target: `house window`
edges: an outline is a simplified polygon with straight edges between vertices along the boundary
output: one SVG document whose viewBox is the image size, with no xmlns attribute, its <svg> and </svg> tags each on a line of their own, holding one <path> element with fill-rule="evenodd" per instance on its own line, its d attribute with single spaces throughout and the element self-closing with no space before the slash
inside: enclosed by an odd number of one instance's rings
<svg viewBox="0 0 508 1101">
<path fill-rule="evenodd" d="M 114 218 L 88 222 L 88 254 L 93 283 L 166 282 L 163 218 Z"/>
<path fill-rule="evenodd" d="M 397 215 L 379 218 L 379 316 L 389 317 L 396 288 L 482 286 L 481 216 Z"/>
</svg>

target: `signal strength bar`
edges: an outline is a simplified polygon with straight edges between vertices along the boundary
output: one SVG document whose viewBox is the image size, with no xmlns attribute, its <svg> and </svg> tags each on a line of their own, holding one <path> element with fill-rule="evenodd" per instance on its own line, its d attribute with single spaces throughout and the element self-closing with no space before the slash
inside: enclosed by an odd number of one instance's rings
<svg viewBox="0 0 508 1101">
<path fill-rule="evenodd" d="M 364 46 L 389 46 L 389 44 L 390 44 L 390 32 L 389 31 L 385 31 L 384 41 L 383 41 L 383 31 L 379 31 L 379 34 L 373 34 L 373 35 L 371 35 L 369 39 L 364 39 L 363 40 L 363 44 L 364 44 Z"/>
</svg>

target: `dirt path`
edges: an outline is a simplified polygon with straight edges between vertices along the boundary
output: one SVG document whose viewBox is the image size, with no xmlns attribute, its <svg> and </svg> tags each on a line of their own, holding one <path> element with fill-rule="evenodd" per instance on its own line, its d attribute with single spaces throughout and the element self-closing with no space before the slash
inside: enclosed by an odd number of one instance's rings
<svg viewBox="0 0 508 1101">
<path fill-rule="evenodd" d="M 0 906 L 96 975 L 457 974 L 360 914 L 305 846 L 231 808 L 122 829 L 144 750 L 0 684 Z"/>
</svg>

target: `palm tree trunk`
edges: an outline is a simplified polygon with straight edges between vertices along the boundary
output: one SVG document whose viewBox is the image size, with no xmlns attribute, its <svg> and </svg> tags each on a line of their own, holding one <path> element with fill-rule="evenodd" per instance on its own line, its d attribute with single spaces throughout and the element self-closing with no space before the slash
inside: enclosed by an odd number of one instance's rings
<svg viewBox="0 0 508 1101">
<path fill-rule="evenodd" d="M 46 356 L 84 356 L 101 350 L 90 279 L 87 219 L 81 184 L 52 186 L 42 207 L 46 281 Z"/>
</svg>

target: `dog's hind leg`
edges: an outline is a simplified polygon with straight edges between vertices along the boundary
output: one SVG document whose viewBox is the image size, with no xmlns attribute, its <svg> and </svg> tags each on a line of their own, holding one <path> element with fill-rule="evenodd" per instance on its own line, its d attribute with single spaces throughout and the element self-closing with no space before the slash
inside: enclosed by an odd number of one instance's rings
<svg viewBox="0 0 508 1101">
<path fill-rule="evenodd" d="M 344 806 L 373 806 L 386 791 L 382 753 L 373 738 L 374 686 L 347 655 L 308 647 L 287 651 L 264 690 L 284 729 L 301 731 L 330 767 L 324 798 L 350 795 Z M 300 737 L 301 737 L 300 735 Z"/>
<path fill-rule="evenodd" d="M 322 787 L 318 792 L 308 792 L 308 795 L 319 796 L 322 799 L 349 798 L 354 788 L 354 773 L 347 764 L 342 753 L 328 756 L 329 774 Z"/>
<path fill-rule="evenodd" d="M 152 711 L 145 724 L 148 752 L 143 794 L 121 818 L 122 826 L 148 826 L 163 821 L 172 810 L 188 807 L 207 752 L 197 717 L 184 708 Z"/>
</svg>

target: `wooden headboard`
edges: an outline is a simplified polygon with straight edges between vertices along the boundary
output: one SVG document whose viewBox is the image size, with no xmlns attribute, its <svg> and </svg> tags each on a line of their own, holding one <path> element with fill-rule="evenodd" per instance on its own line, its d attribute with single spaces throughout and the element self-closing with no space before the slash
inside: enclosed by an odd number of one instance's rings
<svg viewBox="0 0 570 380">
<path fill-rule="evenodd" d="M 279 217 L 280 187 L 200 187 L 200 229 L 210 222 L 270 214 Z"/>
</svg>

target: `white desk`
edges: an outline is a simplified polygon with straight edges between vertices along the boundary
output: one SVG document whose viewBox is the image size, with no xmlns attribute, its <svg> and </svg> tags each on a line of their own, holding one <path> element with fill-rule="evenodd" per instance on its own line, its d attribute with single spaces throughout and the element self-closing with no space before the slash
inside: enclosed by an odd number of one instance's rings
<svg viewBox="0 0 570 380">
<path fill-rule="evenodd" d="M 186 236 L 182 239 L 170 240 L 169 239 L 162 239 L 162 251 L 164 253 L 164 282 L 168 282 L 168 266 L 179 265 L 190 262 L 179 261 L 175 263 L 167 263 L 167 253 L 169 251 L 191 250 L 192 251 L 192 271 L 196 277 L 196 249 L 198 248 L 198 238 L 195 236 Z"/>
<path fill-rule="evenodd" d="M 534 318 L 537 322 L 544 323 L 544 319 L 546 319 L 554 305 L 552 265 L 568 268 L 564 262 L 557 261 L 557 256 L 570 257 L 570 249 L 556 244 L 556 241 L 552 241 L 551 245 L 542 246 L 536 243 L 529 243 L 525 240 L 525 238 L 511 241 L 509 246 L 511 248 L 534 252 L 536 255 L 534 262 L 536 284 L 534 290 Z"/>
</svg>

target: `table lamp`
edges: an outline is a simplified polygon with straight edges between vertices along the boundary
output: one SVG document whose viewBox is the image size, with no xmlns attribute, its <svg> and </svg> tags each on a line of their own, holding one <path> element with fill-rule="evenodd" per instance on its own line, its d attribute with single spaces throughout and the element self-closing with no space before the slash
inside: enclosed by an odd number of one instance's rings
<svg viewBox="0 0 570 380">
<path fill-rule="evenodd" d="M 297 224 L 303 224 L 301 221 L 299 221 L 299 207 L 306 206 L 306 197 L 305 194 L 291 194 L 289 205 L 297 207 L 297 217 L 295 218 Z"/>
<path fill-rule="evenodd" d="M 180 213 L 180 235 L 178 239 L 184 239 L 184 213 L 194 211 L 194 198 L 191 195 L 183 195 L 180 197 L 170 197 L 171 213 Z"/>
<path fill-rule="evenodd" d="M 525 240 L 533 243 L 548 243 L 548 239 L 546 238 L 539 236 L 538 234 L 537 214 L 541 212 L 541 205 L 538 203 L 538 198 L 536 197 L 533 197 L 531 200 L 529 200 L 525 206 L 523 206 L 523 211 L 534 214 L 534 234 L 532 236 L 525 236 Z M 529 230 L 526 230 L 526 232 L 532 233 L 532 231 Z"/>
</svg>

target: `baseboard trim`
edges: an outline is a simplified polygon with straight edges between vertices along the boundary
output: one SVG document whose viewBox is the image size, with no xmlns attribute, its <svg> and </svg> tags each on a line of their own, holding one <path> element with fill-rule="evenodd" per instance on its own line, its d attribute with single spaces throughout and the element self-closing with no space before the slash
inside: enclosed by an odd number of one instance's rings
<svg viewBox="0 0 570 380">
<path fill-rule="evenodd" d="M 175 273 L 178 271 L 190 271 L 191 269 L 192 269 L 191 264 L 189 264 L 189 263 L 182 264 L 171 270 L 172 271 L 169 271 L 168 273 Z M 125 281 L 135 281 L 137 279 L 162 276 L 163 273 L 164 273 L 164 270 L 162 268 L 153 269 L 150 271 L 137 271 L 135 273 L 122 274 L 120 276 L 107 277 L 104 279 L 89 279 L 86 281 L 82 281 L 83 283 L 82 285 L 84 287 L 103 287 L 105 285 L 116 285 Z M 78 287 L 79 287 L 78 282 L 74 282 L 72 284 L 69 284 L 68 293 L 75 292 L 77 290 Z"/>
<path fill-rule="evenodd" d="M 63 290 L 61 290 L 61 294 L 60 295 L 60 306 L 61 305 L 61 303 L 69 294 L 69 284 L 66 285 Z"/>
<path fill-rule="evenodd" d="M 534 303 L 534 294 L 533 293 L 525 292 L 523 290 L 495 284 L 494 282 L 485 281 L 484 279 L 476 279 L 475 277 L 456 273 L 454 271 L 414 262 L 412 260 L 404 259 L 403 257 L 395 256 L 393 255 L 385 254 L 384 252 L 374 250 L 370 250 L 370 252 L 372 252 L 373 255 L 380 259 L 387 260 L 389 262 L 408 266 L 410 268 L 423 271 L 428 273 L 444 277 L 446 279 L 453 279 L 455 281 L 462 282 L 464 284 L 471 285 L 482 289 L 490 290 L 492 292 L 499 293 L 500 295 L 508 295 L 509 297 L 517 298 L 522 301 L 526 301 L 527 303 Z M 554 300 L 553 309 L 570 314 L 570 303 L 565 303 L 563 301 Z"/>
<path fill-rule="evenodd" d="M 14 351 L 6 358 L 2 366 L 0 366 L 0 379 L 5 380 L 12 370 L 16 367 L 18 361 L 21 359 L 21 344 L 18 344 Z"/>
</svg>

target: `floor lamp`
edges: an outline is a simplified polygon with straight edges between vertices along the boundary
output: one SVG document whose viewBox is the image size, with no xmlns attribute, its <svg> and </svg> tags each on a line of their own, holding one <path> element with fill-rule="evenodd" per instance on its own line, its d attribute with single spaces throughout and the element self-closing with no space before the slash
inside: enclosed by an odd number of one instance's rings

> **Work instructions**: Copy the records verbatim, starting at the first line and ending at the line that contains "114 218 L 88".

> **Task answer**:
target: `house window`
edges: an outline is a simplified polygon with straight edges between vertices along the boundary
output: one SVG document whose viewBox is the image size, with no xmlns attribute, its <svg> and </svg> tags each on a line of their own, holding one <path> element with fill-rule="evenodd" per instance on its own line, its d attribute with single spaces throughout and the element self-closing with no space before the slash
inside: enclosed by an odd number of one instance's rings
<svg viewBox="0 0 508 1101">
<path fill-rule="evenodd" d="M 114 218 L 88 222 L 88 254 L 93 283 L 166 282 L 163 218 Z"/>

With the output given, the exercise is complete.